Reading passage -

MPULSE: Max, you run a Michelin-starred restaurant, cook there yourself and also appear on TV shows. Why a book now too?
Max Strohe: Well, I guess I’ll have to start by taking a detour. For one thing, I always wanted to be a rock star. I only ended up training as a cook because, when I was 15, my mother gave me a choice: cooking school or boarding school. But the boarding school smelled so strange, I decided I’d rather learn to cook. (Chuckles.) I’ve never completely identified with it. When anyone asked me what I did for a living, I usually avoided giving them a straight answer. Being an author is actually a better fit. And second, people would always say to me: Max, if you write the way you tell stories after you’ve had a few drinks – then you should write a book.
Consequently, your book isn’t a cookbook, but rather talks about your early years in the restaurant business.
Right, and I think that disappointed some of my readers – because they had different expectations. At least people who only knew me from television. We actually got complaints that there aren’t any pictures or recipes in the book.
How does that kind of criticism affect you?
The big difference to cooking is that in a restaurant you get direct feedback – if you want it – and can readjust things. If ten out of 30 guests say the sauce is too salty, then you try taking the salt out. Once a book is out, you can’t change anything. It’s final. And the book is very personal. When a reader says, ‘It’s disgusting the way he talks about sex,’ that hits me harder than when someone says, ‘You oversalted the soup.’
Instead of recipes, you write about your – quite excessive – years as an apprentice, and about what led you from the Rhineland, via stations in an old-age home and in Crete, finally to a career in upscale gastronomy in Berlin. What do you experience when writing, as opposed to cooking?

[Point localization data]
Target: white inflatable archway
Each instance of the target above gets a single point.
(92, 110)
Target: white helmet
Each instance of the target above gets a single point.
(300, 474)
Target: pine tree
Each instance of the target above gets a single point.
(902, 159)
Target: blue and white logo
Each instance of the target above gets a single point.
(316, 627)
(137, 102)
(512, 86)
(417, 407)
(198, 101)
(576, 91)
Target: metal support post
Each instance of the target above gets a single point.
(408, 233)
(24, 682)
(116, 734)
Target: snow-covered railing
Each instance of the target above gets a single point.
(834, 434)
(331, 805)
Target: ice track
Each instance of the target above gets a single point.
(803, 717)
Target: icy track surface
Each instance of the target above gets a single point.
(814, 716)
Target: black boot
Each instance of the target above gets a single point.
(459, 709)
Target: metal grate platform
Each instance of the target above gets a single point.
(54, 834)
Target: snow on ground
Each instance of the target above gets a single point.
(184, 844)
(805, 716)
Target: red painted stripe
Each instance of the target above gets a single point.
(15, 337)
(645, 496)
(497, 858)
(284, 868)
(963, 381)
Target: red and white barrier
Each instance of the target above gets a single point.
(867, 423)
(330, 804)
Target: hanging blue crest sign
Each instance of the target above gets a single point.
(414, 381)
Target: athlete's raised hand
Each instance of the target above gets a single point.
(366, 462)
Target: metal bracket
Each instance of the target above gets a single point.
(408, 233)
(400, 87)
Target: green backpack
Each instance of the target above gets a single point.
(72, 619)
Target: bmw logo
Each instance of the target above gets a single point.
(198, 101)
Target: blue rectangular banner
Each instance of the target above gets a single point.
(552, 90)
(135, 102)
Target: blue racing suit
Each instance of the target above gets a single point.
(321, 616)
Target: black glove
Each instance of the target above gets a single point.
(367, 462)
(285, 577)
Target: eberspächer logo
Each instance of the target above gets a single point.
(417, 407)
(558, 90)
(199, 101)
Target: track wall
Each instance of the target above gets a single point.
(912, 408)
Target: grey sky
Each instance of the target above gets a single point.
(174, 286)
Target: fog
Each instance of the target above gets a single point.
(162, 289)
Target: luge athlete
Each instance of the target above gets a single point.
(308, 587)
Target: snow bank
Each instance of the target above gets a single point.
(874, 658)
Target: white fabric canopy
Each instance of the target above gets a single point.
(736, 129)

Activity list -
(1) Answer these questions using the Max Strohe interview:
(a) What two options did Strohe's mother give him when he was 15?
(b) What did some readers complain was missing from his book?
(c) In Strohe's salty-sauce example, how many of 30 guests complain?
(2) According to the Max Strohe interview, why does criticism of his book affect him differently from feedback in his restaurant? Answer in one to three sentences.
(3) Carry the Max Strohe interview forward from its last line, starting with Strohe's reply to the final question.
The entries are not used in any of the tasks.

Results by task -
(1)
(a) Cooking school or boarding school.
(b) Pictures and recipes.
(c) Ten.

(2) In a restaurant he gets direct feedback and can readjust, for example by taking out salt if guests find a sauce too salty. A published book is final and can't be changed. The book is also very personal, so a comment on how he writes about sex hits him harder than a complaint about oversalted soup.

(3)
Writing is therapeutic to a certain extent. You process impressions, kind of like in cooking. But the book is a way for me to process my past – while cooking is directed towards the future. I use both as a means of communication. For me, both of them happen very intuitively and very emotionally.
In what way?
I wrote the book the way I cook: on a gut level, following my mood. With a lot of love, but at times with anger or frustration, too. In the same way that you bring all the feelings of your everyday life into the kitchen with you. For example, I know by now that I can’t cook a good sauce when I’m stressed. That’s something that takes time – when I’m feeling tense, I can’t put the necessary love into it. The cuisine that we offer here has a lot to do with intuition and emotion. A good sauce needs love and time. You combine the ingredients, stir it gently ... sometimes even for a few days. It was similar when I was writing the book. Sometimes it would just pour out of me – 40,000, 50,000 keystrokes at a time. But as soon as a deadline was set, there was suddenly pressure. That kills the fun.
Is it like that at the restaurant too?
Yeah, at first we planned to completely change the menu every three months. Then you have pressure and stress because on the day before the change, you’ve got 25 lobsters on hand, still waiting to be cooked. So we don’t do that anymore. We set our own pace. We change courses, but never the full menu.